Task to carry out ->
From the records below, copy the lines that include "coordinates".

Records provided ->

%%

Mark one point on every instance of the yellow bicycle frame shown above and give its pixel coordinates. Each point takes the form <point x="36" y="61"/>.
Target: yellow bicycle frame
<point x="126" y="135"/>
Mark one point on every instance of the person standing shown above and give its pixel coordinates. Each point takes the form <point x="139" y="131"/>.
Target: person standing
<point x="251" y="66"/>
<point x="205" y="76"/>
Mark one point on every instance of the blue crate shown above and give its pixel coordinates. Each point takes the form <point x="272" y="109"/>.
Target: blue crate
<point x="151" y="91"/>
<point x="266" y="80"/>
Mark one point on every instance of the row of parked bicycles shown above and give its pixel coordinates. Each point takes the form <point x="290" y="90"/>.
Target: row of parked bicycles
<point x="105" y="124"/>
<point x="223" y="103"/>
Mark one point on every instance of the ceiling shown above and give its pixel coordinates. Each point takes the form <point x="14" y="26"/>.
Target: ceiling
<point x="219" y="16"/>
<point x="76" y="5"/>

%%
%%

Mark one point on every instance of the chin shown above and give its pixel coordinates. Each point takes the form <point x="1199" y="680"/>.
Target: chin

%%

Output for this exercise ->
Mark one point on every instance of the yellow bicycle frame shown above and give its pixel coordinates. Each point takes the form <point x="36" y="61"/>.
Mark one point on every instance of the person standing shown above and give its pixel coordinates. Each point takes the form <point x="139" y="131"/>.
Mark one point on every instance of the blue crate shown above and give its pixel coordinates. Each point takes the form <point x="272" y="109"/>.
Mark one point on every instance of the row of parked bicycles shown above and give its pixel coordinates. Each point takes the form <point x="290" y="90"/>.
Mark one point on every instance of the ceiling shown above and give its pixel coordinates. Each point takes the form <point x="14" y="26"/>.
Mark one point on every instance of the chin shown above and give its pixel coordinates. Each point takes the form <point x="1199" y="680"/>.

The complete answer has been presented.